## Data for review

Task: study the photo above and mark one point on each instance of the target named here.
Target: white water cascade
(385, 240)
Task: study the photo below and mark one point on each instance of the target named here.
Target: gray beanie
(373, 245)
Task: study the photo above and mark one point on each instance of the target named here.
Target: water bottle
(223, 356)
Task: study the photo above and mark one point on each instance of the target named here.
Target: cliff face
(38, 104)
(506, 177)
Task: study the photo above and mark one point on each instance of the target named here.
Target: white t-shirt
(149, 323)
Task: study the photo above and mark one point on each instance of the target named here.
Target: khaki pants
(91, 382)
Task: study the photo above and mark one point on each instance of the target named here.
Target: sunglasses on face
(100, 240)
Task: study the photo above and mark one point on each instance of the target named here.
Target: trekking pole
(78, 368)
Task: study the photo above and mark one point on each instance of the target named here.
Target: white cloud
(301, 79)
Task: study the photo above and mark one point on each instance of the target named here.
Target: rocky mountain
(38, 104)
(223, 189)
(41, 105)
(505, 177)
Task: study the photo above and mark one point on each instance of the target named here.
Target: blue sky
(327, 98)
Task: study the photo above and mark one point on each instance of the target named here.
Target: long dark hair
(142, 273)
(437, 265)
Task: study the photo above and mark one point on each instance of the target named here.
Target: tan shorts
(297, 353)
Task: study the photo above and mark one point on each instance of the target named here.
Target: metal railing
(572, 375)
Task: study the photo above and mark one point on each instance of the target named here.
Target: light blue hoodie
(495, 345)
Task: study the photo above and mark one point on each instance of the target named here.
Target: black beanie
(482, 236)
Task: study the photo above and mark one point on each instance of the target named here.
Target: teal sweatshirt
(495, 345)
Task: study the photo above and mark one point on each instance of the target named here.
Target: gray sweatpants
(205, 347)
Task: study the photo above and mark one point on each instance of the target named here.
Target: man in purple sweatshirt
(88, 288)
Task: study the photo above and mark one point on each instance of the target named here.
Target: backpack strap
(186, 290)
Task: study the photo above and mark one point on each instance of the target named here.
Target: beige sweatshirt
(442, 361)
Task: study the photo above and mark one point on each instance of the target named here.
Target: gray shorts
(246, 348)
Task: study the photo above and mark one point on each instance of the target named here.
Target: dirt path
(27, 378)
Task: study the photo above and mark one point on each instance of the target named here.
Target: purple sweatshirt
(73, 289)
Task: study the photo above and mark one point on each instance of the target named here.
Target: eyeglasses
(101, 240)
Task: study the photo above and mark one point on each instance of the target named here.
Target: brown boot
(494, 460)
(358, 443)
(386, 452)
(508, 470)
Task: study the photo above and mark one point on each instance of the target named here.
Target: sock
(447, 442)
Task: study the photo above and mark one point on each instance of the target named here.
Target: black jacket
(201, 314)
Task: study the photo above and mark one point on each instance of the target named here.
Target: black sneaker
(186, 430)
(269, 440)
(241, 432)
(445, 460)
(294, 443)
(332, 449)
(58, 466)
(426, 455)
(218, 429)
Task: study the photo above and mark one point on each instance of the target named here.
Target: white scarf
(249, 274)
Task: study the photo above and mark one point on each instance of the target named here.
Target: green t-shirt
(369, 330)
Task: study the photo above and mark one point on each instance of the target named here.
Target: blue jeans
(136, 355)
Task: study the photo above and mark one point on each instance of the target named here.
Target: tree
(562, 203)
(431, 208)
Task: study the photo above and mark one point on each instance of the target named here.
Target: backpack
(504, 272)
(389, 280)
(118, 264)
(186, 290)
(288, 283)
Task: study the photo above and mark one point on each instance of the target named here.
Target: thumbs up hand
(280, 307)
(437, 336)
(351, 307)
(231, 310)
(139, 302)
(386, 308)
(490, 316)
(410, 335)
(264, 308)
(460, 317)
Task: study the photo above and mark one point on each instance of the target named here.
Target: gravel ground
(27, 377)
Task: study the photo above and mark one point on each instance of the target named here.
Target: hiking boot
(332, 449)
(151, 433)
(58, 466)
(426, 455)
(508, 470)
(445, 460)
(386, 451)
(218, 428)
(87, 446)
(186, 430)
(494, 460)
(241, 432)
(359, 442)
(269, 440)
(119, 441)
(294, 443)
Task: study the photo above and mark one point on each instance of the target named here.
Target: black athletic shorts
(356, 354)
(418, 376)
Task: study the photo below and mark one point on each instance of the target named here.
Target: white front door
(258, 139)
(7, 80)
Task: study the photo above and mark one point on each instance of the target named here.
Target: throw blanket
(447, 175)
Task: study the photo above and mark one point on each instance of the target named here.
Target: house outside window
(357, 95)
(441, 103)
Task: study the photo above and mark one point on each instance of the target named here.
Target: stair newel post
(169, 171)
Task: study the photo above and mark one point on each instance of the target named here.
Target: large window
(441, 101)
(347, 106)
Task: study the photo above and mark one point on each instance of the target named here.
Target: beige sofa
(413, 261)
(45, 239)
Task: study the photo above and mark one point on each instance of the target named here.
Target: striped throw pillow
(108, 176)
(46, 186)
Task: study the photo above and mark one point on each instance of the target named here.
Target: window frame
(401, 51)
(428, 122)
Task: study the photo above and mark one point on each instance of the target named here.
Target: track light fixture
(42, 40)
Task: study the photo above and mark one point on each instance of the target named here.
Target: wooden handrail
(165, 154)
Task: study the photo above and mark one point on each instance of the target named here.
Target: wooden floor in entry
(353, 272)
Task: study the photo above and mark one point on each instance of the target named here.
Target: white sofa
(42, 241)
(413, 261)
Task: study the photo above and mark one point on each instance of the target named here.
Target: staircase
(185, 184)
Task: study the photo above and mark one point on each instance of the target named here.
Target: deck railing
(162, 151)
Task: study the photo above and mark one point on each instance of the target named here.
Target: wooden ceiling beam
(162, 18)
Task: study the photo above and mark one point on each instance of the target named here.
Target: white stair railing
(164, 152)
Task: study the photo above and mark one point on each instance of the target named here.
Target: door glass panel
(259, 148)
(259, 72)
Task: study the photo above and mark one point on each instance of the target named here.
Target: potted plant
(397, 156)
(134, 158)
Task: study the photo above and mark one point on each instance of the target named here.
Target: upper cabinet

## What you will do
Every line of the records above needs to be given again exactly.

## Response to the task
Task: study the photo above and mark one point on each instance of the target named here.
Target: white water cascade
(385, 240)
Task: study the photo below and mark one point on each instance of the target named here.
Target: gray beanie
(373, 245)
Task: study the photo above and mark one point on each instance of the target named here.
Target: water bottle
(223, 356)
Task: study the photo above and mark one point on each instance of the target named here.
Target: cliff face
(38, 104)
(506, 177)
Task: study the photo above and mark one point on each instance of the target named here.
Target: white t-shirt
(149, 323)
Task: study the photo above and mark one point on each instance of the target named here.
Target: khaki pants
(91, 382)
Task: study the photo above and mark one point on each instance of the target named here.
Target: sunglasses on face
(100, 240)
Task: study the photo above and mark one point on each instance of the target named here.
Target: trekking pole
(78, 368)
Task: study the photo above and mark one point on each instance of the target named here.
Target: white cloud
(301, 79)
Task: study the photo above and mark one point on each instance of the target named here.
Target: rocky mountain
(38, 104)
(223, 189)
(41, 105)
(505, 177)
Task: study the photo above and mark one point on each instance of the target named here.
Target: blue sky
(327, 98)
Task: study the photo above and mark one point on each instance of the target named here.
Target: long dark hair
(142, 273)
(437, 265)
Task: study the photo above and mark one point on each instance of the target named here.
Target: tan shorts
(297, 353)
Task: study the photo above and mark one point on each instance of the target named here.
Target: metal railing
(572, 375)
Task: study the photo above and mark one point on each instance of the target named here.
Target: light blue hoodie
(495, 345)
Task: study the photo above and mark one point on each instance of the target named here.
Target: black beanie
(482, 236)
Task: study the photo above and mark one point on each instance of the target named here.
Target: teal sweatshirt
(495, 345)
Task: study the photo above and mark one point on each instance of the target named here.
Target: gray sweatpants
(205, 347)
Task: study the photo above and mark one point on each instance of the target named here.
Target: man in purple sweatshirt
(88, 288)
Task: study the photo above and mark one point on each instance of the target named here.
Target: backpack strap
(186, 290)
Task: study the photo above and mark one point on each instance of the target named here.
Target: beige sweatshirt
(442, 361)
Task: study the photo above and mark one point on each instance of the target named here.
Target: gray shorts
(246, 348)
Task: study the photo above and mark one point on each instance of the target named here.
Target: dirt path
(27, 378)
Task: study the photo above and mark one point on each instance of the target named here.
Target: purple sweatshirt
(73, 289)
Task: study the photo above and mark one point on each instance of the target named here.
Target: eyeglasses
(101, 240)
Task: study the photo above and mark one point on each instance of the target named here.
Target: brown boot
(494, 460)
(358, 443)
(386, 452)
(508, 470)
Task: study the photo above and mark one point on each instance of the target named here.
Target: sock
(447, 442)
Task: study the photo above and mark one point on each instance of the target named here.
Target: black jacket
(201, 314)
Task: study the photo above and mark one point on each instance of the target named here.
Target: black sneaker
(186, 430)
(269, 440)
(241, 432)
(445, 460)
(294, 443)
(332, 449)
(58, 466)
(426, 455)
(218, 429)
Task: study the photo above and mark one point on each instance of the target named here.
Target: white scarf
(249, 274)
Task: study the photo above and mark one point on each instance of the target named here.
Target: green t-shirt
(369, 330)
Task: study the photo above and mark one point on each instance of the target named here.
Target: blue jeans
(136, 355)
Task: study the photo above and mark one point on each instance of the target named here.
Target: tree
(562, 203)
(431, 208)
Task: study the photo above and mark one point on each instance of the target named here.
Target: backpack
(504, 272)
(389, 280)
(118, 264)
(186, 290)
(288, 283)
Task: study the photo above and mark one point on each instance of the target named here.
Target: thumbs up hand
(280, 307)
(437, 336)
(351, 307)
(231, 310)
(139, 302)
(386, 308)
(490, 316)
(410, 335)
(264, 308)
(460, 317)
Task: study the photo above and mark one point on each instance of the target named here.
Target: gravel ground
(27, 377)
Task: study the photo above and mark one point on each instance of the target named here.
Target: hiking boot
(332, 449)
(151, 433)
(58, 466)
(426, 455)
(508, 470)
(445, 460)
(386, 451)
(218, 428)
(87, 446)
(186, 430)
(494, 460)
(241, 432)
(359, 442)
(269, 440)
(119, 441)
(294, 443)
Task: study the photo above and mark one point on each instance of the target named here.
Target: black athletic shorts
(356, 354)
(418, 376)
Task: study the photo below and mark one point on each instance of the target named here.
Target: white front door
(258, 139)
(7, 80)
Task: study the photo above and mark one point on each instance of the target named here.
Target: throw blanket
(447, 175)
Task: study the photo above and mark one point on each instance of the target named here.
Target: house outside window
(357, 95)
(441, 103)
Task: study the photo above and mark one point on each instance of the target named here.
Target: stair newel post
(169, 171)
Task: study the photo above and mark one point on each instance of the target named here.
Target: large window
(441, 101)
(347, 106)
Task: study the photo above and mark one point on each instance of the target named here.
Target: beige sofa
(413, 261)
(45, 239)
Task: study the photo above and mark one point on each instance of the target named here.
Target: striped throw pillow
(108, 176)
(46, 186)
Task: study the photo above and mark one point on each instance of the target named here.
Target: window frame
(401, 51)
(428, 122)
Task: study the photo above and mark one point on each instance of the target named here.
Target: track light fixture
(42, 40)
Task: study the photo above and mark one point on each instance of the target named here.
Target: wooden handrail
(165, 154)
Task: study the photo above and mark one point on each instance of the target named here.
Target: wooden floor in entry
(353, 272)
Task: study the photo above and mark one point on each instance of the target named here.
Target: white sofa
(42, 241)
(413, 261)
Task: study the photo above and mark one point on each instance of the target named here.
Target: staircase
(185, 184)
Task: study the photo above and mark one point on each instance of the target named here.
Target: deck railing
(162, 151)
Task: study the photo above and mark one point on each instance of the target named here.
Target: wooden ceiling beam
(162, 18)
Task: study the photo above and mark one point on each instance of the target named here.
Target: white stair railing
(164, 152)
Task: study the photo above and mark one point on each instance of the target named here.
Target: door glass panel
(259, 148)
(259, 72)
Task: study the photo above and mark one point on each instance of the target named here.
Target: potted plant
(397, 156)
(134, 158)
Task: study the photo above and mark one point on each instance of the target named here.
Target: upper cabinet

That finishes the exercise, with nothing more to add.